- _Data to use_
>>>>>

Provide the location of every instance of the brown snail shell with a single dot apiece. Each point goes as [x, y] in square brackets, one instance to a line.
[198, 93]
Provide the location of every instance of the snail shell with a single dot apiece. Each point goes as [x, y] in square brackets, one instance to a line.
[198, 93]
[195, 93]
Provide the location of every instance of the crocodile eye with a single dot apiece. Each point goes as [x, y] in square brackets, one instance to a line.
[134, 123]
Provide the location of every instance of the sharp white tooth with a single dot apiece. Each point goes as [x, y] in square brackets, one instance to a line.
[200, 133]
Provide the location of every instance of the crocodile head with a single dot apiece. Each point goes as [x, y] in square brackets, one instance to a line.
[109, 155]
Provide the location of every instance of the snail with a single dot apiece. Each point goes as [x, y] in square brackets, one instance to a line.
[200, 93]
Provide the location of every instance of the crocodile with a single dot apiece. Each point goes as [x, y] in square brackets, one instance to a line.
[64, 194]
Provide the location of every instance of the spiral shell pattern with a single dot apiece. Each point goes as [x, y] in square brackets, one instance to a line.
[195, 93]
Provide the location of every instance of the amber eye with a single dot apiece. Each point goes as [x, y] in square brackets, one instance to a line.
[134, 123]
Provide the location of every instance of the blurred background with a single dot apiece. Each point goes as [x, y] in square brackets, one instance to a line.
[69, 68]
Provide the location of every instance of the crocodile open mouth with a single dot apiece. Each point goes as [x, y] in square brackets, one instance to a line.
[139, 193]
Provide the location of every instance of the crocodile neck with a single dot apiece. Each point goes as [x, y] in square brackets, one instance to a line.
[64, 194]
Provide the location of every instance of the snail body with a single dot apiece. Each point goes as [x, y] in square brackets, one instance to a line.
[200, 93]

<<<<<

Everything from the line containing "Provide the location of every instance of the spiral" through the final line above must be copied exactly, with both ends kept.

Provide the location of every instance of the spiral shell pattern with a single dot apiece. Each point goes as [x, y] in square brackets, one instance to a line.
[195, 93]
Provide the location of every instance of the amber eye with a single dot apiece. Each point goes as [x, y] in square brackets, one instance to a line.
[134, 123]
Provide the location of every instance of the blurred background with a single dot apiece. Each point goes as [x, y] in square brackets, one instance to a line.
[69, 68]
Provide the location of every instance of the crocodile open mouth with a single dot apiece. Each point goes as [x, y] in square brackets, one instance to a line.
[139, 193]
Provide the location of every instance of the crocodile neck with a single dot apiece. Each point goes as [x, y] in square brackets, one instance to a line.
[64, 194]
Provide the location of every instance of the snail body with a single dot apiece. Each point goes as [x, y] in square brackets, one instance to a line.
[200, 93]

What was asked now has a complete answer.